## TASK BRIEF
Nothing should appear in the answer except the lines from the one containing "Put a dot on each instance of the player's forearm" through the end of the records below, written out exactly.

[Dataset records]

+ + + + +

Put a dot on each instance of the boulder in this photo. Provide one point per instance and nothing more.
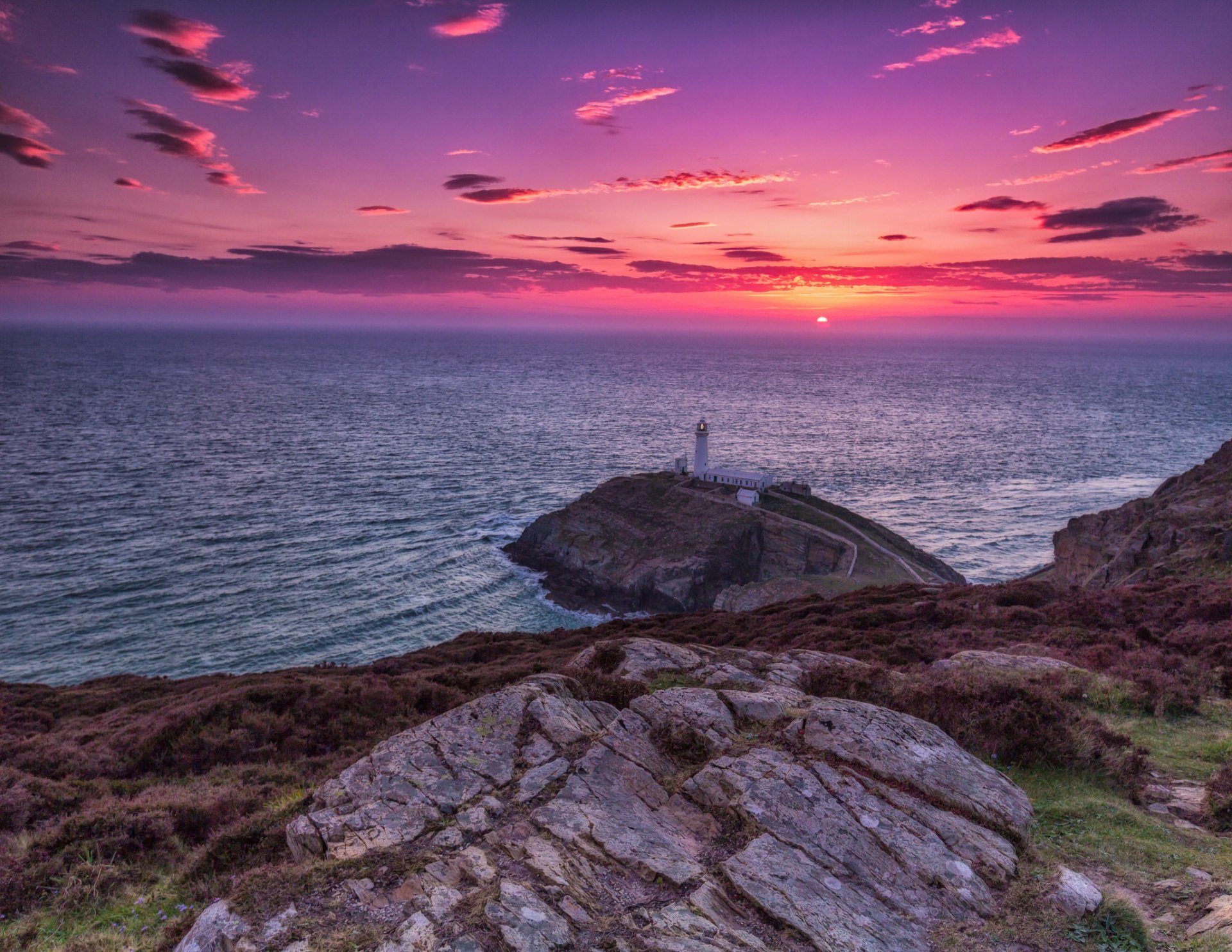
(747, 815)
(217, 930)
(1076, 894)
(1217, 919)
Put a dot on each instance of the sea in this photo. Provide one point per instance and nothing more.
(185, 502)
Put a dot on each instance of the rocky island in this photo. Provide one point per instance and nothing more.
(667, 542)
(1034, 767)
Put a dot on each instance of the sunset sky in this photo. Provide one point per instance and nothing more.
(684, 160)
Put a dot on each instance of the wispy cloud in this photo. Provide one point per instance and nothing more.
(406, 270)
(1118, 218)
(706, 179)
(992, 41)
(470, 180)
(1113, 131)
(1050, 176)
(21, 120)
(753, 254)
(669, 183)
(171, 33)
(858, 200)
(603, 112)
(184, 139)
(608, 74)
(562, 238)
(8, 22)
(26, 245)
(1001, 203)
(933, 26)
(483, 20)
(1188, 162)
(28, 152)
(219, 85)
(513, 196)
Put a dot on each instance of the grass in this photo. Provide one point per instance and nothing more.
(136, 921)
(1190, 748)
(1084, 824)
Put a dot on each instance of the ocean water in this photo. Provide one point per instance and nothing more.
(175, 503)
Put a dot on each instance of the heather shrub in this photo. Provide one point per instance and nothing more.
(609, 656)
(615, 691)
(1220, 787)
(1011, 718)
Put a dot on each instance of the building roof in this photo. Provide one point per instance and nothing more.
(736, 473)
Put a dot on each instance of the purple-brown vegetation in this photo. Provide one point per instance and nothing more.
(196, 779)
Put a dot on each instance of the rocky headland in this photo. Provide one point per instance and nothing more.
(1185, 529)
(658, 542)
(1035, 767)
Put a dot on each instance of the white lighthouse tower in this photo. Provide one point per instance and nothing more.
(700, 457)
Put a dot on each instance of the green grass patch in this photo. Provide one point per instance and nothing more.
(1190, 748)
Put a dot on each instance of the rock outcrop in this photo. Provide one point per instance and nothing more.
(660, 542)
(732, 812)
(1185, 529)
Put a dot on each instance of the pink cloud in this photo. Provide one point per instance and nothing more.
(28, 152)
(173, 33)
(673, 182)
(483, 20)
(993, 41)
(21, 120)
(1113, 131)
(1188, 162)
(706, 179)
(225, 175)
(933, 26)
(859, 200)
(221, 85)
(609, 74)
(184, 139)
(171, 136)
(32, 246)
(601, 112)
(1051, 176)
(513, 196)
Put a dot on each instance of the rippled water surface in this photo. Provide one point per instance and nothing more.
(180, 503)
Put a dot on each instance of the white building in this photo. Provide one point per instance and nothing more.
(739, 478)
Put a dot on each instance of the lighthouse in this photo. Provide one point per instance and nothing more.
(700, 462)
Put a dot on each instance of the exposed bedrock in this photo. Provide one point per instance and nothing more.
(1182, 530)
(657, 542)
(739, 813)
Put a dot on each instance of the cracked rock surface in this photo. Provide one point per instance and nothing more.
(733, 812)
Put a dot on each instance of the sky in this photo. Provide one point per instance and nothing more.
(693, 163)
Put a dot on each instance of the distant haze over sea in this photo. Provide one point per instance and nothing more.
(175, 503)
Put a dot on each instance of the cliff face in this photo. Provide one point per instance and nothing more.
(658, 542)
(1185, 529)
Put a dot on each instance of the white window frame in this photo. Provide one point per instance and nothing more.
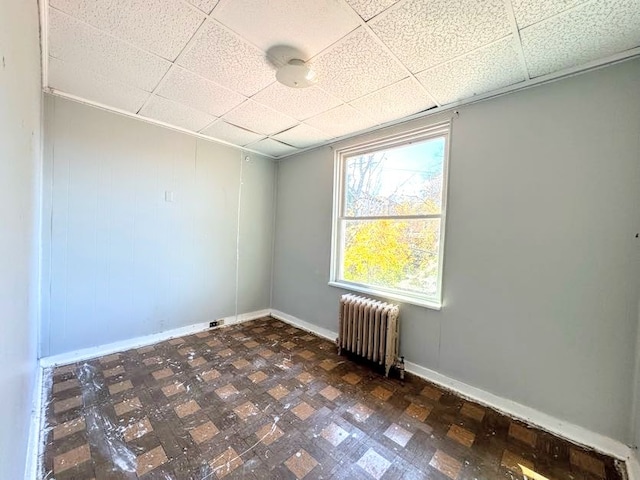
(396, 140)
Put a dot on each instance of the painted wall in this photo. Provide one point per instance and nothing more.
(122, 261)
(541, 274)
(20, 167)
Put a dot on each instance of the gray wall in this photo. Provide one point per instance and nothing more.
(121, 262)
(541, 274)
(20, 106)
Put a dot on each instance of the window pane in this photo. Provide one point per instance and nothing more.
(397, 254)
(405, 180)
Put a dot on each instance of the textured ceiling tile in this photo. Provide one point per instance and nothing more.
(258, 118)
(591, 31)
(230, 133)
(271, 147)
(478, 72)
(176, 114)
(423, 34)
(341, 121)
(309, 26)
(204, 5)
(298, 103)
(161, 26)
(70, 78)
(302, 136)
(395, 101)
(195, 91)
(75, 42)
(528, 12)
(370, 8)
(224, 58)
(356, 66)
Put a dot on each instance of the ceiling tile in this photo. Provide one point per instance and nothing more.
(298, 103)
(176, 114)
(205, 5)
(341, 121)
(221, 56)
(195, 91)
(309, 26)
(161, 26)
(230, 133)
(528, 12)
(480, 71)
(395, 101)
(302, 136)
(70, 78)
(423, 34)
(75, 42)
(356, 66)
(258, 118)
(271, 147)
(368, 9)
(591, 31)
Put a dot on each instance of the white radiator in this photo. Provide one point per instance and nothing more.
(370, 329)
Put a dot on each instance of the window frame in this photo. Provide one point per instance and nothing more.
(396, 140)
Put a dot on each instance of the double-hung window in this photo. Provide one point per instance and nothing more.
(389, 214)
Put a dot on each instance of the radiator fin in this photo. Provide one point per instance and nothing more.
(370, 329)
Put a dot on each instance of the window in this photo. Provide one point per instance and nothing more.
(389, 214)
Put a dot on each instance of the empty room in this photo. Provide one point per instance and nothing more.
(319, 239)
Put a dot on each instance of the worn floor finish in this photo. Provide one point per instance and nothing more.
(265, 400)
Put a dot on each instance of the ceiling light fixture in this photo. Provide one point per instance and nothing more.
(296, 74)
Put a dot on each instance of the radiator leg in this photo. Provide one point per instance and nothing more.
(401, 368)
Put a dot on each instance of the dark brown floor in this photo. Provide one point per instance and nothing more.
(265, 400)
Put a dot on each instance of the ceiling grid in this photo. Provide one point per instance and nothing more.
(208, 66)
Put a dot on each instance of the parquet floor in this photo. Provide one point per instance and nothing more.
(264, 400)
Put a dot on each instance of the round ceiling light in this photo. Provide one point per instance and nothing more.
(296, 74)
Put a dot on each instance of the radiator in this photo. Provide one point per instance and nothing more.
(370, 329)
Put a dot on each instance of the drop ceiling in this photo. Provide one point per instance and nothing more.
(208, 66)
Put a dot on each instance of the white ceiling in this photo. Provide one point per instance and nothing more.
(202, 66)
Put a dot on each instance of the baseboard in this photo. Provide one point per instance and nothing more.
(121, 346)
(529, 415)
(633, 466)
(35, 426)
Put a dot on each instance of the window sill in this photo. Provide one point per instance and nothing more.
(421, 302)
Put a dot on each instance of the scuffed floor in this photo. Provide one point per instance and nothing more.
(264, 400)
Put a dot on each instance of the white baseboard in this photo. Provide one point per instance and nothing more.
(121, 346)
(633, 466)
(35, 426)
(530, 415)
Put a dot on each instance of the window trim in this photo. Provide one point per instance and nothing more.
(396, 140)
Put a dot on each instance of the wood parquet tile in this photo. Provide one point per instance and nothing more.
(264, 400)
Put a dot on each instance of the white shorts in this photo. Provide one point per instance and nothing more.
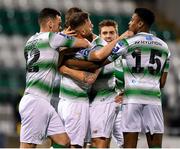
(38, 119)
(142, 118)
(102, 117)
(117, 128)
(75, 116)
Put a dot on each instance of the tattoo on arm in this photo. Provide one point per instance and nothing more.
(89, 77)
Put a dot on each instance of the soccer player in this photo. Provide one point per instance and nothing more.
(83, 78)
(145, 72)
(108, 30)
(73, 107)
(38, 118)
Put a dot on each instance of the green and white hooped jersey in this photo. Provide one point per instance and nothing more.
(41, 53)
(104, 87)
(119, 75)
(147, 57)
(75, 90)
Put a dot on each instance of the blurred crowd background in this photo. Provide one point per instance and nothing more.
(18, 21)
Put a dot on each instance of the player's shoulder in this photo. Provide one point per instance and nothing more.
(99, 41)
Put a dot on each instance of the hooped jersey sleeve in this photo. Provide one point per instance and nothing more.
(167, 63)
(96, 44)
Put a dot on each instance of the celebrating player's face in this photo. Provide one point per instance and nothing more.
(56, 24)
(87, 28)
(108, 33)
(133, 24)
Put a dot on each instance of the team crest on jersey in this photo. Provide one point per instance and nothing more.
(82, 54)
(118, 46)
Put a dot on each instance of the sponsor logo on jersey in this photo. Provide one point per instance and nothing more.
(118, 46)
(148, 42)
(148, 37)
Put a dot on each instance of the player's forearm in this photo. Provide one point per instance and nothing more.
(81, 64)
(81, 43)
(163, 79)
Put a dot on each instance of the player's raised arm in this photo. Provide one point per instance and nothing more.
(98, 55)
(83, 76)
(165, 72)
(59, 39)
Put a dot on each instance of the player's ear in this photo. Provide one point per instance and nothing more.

+ + + + +

## ANSWER SECTION
Put a dot on each instance of the player's forearm in this photo. Provide one point per instance and nothing more.
(81, 64)
(81, 43)
(163, 79)
Put a dot on each instance of the player's raised arm in this photo. Provide one point per instance and nothing more.
(98, 55)
(83, 76)
(165, 72)
(59, 39)
Put a dot on each instance of the player's ear in this photo. Provide one point per instance and nothing more.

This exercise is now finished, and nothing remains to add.